▸ **TRY IT**
Copy out each line of the data that holds the word "jackdaw".

[THE DATA Boundary: Start]

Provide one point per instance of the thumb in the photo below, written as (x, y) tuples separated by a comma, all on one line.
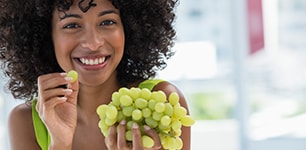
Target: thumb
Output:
[(74, 86)]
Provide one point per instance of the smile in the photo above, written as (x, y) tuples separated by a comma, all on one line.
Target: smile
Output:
[(92, 61)]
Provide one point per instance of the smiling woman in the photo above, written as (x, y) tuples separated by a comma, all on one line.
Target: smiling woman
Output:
[(110, 44)]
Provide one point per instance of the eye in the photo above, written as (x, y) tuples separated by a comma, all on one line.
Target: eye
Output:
[(107, 22), (71, 26)]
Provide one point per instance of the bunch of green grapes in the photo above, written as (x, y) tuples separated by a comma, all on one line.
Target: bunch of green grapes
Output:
[(154, 109)]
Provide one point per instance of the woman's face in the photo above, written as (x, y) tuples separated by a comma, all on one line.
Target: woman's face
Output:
[(89, 38)]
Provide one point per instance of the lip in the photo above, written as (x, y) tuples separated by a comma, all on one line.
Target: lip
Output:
[(92, 62)]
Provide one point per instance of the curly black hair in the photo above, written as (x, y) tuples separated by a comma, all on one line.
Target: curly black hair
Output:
[(26, 47)]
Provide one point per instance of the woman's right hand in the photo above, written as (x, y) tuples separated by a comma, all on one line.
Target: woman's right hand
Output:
[(57, 108), (116, 139)]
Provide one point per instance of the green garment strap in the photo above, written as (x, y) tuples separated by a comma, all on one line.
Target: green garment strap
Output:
[(150, 83), (41, 133)]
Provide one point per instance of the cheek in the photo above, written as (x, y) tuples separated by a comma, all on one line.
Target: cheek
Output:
[(62, 50)]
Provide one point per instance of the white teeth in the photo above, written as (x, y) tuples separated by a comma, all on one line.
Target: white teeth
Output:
[(94, 61)]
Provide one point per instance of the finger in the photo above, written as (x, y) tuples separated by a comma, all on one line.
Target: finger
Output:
[(72, 98), (51, 94), (137, 141), (153, 134), (121, 135), (110, 140), (52, 80)]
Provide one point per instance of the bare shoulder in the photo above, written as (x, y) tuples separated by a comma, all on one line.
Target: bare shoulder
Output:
[(21, 130)]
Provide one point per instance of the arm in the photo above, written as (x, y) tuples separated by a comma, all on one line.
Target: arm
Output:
[(21, 131), (168, 88)]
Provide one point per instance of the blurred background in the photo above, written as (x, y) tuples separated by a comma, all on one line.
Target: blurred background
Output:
[(240, 65)]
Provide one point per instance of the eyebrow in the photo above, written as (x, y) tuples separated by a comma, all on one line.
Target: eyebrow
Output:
[(78, 16)]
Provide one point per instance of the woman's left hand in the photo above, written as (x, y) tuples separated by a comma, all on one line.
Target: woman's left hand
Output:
[(116, 139)]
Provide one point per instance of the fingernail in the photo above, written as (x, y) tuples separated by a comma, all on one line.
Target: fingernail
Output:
[(123, 122), (68, 91), (63, 74), (135, 126), (146, 127), (68, 78), (63, 98)]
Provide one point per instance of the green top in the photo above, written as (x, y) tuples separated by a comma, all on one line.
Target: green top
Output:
[(41, 133)]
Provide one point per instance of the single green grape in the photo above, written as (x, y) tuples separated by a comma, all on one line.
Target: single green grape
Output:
[(136, 114), (174, 98), (111, 112), (141, 103), (165, 120), (146, 112), (160, 107), (126, 100), (73, 75)]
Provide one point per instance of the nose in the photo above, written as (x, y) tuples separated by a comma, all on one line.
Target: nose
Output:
[(92, 40)]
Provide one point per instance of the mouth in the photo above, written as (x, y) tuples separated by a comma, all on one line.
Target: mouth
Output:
[(92, 61)]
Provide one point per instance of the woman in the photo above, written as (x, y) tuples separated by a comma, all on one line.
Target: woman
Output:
[(111, 44)]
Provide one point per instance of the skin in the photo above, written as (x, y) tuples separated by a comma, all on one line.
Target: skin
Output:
[(70, 113)]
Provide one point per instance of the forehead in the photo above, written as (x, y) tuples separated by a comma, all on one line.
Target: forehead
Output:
[(83, 5)]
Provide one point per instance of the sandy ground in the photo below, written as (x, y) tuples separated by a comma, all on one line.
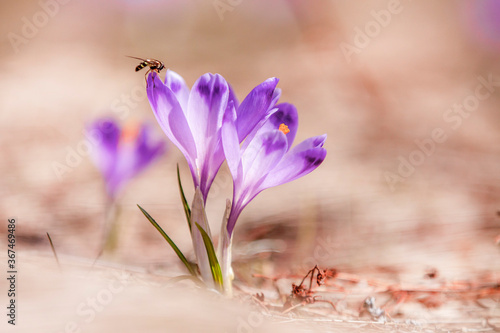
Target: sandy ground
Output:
[(408, 183)]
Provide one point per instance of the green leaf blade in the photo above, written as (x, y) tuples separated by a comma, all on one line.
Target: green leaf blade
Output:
[(212, 258), (185, 204), (169, 241)]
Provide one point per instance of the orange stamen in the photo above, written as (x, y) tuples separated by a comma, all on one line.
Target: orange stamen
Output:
[(284, 129)]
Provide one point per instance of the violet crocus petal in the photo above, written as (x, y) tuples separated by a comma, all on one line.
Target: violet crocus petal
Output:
[(255, 106), (232, 97), (230, 141), (207, 102), (206, 106), (299, 161), (285, 114), (257, 160), (178, 86), (263, 154), (171, 118), (104, 134), (275, 98)]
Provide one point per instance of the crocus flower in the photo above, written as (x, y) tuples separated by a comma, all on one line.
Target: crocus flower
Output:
[(120, 154), (192, 119), (265, 159)]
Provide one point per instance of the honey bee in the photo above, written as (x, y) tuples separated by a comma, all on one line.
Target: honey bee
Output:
[(153, 64)]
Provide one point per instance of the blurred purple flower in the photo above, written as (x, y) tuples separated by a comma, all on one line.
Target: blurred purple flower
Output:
[(120, 154), (265, 158), (192, 119), (483, 19)]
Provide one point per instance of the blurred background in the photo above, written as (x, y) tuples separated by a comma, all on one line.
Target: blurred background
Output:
[(407, 91)]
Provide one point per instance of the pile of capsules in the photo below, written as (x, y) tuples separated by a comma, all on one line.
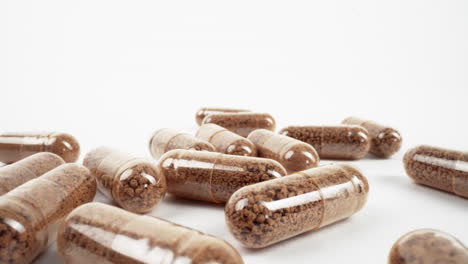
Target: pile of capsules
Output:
[(270, 183)]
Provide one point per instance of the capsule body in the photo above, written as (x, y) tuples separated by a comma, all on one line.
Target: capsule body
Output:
[(17, 146), (265, 213), (293, 154), (428, 246), (99, 233), (203, 112), (30, 213), (439, 168), (167, 139), (385, 141), (225, 141), (13, 175), (242, 123), (133, 183), (346, 142), (213, 177)]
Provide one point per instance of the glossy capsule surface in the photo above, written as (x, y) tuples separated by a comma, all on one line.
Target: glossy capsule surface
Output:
[(439, 168), (427, 246), (99, 233), (225, 141), (293, 154), (343, 142), (242, 123), (213, 177), (30, 213), (385, 141), (266, 213), (166, 139), (17, 146)]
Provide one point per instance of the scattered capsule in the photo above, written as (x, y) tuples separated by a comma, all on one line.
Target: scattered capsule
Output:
[(293, 154), (347, 142), (268, 212), (385, 141), (438, 168), (17, 146), (213, 177), (226, 141), (167, 139), (242, 123)]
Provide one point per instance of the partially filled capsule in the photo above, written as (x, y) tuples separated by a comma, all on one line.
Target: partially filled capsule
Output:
[(31, 167), (242, 123), (203, 112), (30, 213), (385, 141), (293, 154), (427, 246), (99, 233), (166, 139), (17, 146), (225, 141), (439, 168), (135, 184), (213, 177), (266, 213), (344, 142)]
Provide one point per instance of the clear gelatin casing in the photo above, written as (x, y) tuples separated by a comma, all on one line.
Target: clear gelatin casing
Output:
[(439, 168), (213, 177), (99, 233), (266, 213)]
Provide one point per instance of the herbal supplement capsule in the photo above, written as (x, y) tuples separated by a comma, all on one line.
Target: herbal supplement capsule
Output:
[(167, 139), (345, 142), (203, 112), (135, 184), (213, 177), (17, 146), (385, 141), (226, 141), (30, 213), (99, 233), (268, 212), (13, 175), (439, 168), (293, 154), (242, 123), (426, 246)]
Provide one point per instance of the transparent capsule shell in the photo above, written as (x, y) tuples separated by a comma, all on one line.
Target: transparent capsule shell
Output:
[(135, 184), (341, 142), (439, 168), (225, 141), (213, 177), (262, 214)]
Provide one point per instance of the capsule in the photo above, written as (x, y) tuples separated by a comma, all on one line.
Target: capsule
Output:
[(426, 246), (226, 141), (203, 112), (385, 141), (30, 213), (344, 142), (135, 184), (99, 233), (266, 213), (13, 175), (438, 168), (293, 154), (167, 139), (213, 177), (242, 123), (17, 146)]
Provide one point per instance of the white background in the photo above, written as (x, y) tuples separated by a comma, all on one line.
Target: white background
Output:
[(111, 72)]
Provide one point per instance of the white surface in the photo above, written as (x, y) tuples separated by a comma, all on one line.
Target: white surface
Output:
[(110, 72)]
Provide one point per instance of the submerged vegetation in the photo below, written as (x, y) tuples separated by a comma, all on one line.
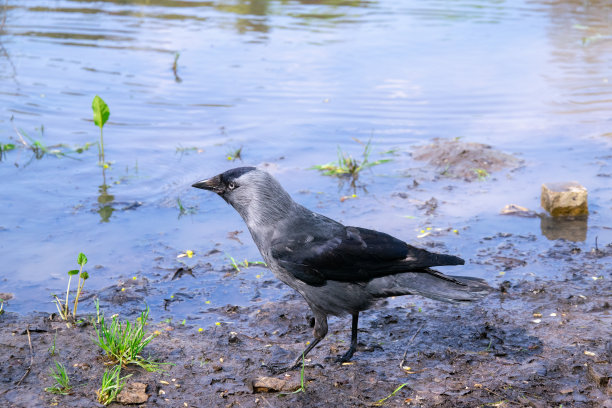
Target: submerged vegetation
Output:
[(349, 167), (112, 384), (38, 147), (245, 263), (234, 154), (62, 381), (64, 308), (101, 115), (124, 343)]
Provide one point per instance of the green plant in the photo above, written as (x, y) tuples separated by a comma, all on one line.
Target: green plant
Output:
[(62, 382), (5, 148), (184, 210), (235, 154), (101, 115), (482, 174), (175, 67), (112, 384), (63, 308), (39, 148), (52, 348), (347, 166), (244, 264), (380, 402), (124, 343), (302, 380)]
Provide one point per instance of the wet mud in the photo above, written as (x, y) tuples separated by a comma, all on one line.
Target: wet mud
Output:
[(538, 343)]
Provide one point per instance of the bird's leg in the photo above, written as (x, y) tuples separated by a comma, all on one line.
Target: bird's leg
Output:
[(347, 356), (320, 331)]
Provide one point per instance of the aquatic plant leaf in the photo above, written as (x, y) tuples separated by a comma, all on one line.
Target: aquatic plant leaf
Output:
[(82, 259), (101, 111)]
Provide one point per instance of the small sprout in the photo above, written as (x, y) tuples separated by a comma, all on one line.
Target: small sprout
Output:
[(482, 174), (112, 384), (62, 382), (235, 154), (63, 308), (380, 402), (101, 115), (124, 342), (346, 166), (189, 254)]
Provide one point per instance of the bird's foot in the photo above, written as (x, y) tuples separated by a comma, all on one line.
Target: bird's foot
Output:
[(343, 358)]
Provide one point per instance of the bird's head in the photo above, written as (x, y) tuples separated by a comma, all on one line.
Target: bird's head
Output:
[(255, 194)]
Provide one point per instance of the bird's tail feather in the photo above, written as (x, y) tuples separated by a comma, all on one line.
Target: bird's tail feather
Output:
[(434, 285)]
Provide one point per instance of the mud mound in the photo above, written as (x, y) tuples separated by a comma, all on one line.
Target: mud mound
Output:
[(469, 161)]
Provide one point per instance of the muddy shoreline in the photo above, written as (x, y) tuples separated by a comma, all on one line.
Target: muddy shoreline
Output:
[(537, 343)]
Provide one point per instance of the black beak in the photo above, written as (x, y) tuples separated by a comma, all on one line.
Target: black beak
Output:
[(212, 184)]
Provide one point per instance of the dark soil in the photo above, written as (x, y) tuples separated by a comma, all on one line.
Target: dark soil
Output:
[(532, 344)]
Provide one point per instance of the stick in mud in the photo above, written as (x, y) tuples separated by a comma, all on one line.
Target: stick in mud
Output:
[(31, 358), (406, 352)]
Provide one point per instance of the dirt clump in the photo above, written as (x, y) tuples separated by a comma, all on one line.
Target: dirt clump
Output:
[(464, 160)]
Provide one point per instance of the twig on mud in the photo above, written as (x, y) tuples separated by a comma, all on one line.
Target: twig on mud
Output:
[(31, 358), (406, 352), (266, 401)]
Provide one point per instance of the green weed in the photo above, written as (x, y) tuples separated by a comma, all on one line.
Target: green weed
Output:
[(5, 148), (380, 402), (244, 264), (40, 149), (63, 308), (124, 343), (232, 155), (482, 174), (185, 210), (112, 384), (347, 166), (175, 67), (101, 115), (52, 349), (62, 382)]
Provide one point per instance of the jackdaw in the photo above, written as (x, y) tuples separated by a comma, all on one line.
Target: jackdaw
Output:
[(338, 270)]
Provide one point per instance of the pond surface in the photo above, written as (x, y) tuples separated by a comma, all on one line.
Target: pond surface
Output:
[(288, 82)]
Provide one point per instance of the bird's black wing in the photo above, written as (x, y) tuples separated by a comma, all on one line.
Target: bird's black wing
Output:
[(351, 254)]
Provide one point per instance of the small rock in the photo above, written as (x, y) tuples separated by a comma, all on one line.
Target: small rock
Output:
[(233, 338), (564, 199), (133, 393), (514, 209), (598, 375)]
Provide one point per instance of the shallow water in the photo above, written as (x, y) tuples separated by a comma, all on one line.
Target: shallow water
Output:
[(288, 82)]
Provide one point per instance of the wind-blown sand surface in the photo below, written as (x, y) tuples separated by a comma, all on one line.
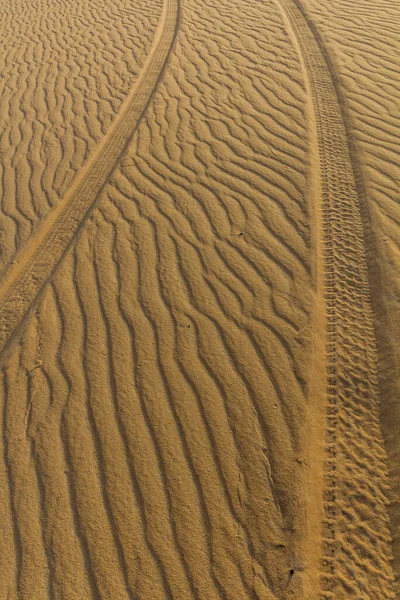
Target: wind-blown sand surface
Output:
[(199, 305)]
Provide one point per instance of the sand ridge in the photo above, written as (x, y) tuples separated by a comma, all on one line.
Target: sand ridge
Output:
[(168, 429)]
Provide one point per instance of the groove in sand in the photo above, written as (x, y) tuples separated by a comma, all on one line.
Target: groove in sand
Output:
[(36, 262), (355, 465)]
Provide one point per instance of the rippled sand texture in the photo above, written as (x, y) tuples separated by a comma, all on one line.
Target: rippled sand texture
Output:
[(363, 39), (191, 366), (65, 69)]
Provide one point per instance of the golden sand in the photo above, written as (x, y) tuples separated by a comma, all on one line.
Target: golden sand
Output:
[(199, 248)]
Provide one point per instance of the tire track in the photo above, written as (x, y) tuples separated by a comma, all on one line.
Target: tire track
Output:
[(35, 264), (356, 557)]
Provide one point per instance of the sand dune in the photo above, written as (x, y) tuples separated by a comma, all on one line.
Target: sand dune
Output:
[(190, 346)]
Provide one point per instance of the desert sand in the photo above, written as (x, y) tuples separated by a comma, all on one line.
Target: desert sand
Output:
[(199, 300)]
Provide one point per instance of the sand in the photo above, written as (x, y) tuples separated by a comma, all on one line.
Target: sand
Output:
[(198, 305)]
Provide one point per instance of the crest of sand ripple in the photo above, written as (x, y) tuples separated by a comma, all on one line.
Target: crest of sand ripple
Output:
[(65, 70), (153, 408)]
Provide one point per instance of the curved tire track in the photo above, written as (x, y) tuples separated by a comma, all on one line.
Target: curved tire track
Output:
[(355, 476), (36, 262)]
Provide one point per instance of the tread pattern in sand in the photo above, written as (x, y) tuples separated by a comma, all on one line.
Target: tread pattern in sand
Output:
[(357, 546), (363, 39), (37, 260), (65, 71), (153, 408)]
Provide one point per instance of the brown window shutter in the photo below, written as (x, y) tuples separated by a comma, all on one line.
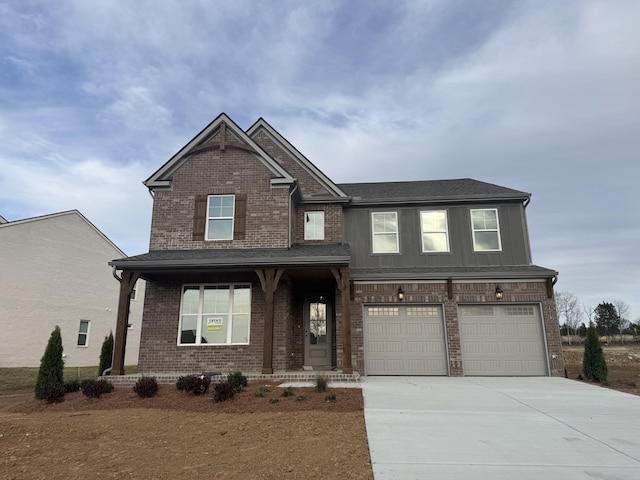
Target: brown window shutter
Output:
[(199, 217), (240, 219)]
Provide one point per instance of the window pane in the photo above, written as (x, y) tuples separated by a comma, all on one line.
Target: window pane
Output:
[(188, 329), (434, 242), (216, 300), (190, 299), (240, 329), (214, 328), (220, 229), (241, 300), (487, 241), (433, 222), (385, 243)]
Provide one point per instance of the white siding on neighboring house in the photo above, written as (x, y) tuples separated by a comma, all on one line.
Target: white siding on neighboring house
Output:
[(54, 271)]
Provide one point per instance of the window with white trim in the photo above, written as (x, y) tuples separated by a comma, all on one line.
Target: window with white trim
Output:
[(220, 209), (314, 225), (83, 333), (435, 235), (215, 315), (384, 227), (486, 230)]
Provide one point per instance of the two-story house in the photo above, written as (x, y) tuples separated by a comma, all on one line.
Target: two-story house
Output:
[(259, 262)]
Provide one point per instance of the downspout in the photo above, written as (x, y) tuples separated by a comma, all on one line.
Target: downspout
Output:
[(293, 190), (113, 352)]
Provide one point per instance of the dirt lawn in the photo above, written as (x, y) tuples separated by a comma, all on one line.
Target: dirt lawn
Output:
[(623, 365), (178, 435)]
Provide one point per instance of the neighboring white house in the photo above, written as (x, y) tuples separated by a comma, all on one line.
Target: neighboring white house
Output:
[(54, 271)]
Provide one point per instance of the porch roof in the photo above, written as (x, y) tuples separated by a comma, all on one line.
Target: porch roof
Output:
[(323, 255)]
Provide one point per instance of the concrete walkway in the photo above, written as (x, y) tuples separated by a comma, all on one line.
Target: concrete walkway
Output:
[(500, 428)]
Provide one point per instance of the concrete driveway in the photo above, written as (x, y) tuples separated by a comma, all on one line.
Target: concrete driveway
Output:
[(500, 428)]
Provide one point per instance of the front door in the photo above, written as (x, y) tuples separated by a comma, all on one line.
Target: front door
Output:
[(317, 329)]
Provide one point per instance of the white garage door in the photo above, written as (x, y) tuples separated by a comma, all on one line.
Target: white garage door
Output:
[(404, 340), (502, 340)]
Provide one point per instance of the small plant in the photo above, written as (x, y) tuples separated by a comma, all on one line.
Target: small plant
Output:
[(288, 392), (95, 388), (322, 383), (262, 392), (238, 380), (223, 391), (198, 384), (51, 367), (181, 382), (72, 386), (53, 393), (330, 398), (146, 387)]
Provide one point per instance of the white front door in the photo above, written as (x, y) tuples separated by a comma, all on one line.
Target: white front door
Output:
[(317, 329)]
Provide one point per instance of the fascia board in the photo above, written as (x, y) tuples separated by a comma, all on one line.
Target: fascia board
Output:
[(304, 162), (159, 178)]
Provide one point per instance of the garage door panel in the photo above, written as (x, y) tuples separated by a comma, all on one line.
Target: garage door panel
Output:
[(410, 343), (510, 343)]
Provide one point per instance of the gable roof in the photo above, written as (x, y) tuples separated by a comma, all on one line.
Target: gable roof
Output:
[(433, 191), (262, 125), (53, 216), (161, 179)]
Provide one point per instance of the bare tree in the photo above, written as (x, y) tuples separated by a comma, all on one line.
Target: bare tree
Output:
[(623, 316), (568, 307)]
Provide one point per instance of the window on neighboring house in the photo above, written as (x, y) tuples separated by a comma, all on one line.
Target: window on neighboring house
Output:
[(215, 315), (83, 333), (435, 236), (486, 230), (385, 232), (220, 217), (314, 225)]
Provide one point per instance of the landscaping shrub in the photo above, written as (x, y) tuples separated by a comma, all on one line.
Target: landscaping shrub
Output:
[(238, 380), (53, 393), (594, 365), (197, 384), (181, 382), (51, 368), (95, 388), (146, 387), (322, 383), (106, 354), (72, 386), (223, 391)]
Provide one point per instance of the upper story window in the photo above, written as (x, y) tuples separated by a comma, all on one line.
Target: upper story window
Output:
[(435, 235), (486, 230), (220, 209), (215, 315), (385, 232), (314, 225)]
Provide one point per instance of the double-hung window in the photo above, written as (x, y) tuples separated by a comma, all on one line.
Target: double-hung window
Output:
[(215, 315), (314, 225), (435, 236), (83, 333), (486, 230), (385, 232), (220, 210)]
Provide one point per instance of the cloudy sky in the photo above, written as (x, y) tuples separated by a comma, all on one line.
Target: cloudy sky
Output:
[(540, 96)]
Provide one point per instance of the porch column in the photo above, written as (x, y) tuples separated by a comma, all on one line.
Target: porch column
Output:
[(269, 279), (127, 283), (342, 279)]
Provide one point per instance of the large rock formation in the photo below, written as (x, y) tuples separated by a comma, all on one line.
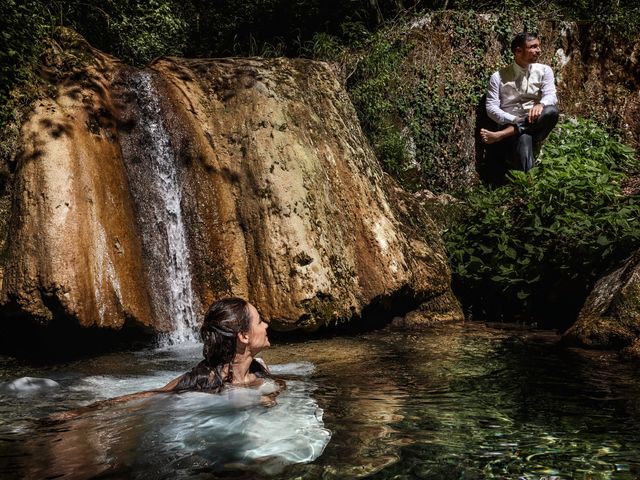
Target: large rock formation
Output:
[(143, 195), (610, 318)]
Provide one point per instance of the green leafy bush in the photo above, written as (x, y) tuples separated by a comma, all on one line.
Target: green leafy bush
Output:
[(544, 238)]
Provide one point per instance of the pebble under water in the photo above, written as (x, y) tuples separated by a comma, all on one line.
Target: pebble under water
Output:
[(465, 401)]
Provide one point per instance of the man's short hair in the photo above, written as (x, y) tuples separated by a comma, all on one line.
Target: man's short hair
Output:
[(521, 39)]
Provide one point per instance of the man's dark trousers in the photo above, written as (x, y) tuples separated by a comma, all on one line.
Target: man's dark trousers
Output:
[(519, 149)]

[THE DATA Boundary: End]

▸ **SOLUTION FOR THIS TASK**
Provide one point per instance of the jackdaw in the photo above, written as (x, y) tuples separated by a comma, all on one line.
Target: jackdaw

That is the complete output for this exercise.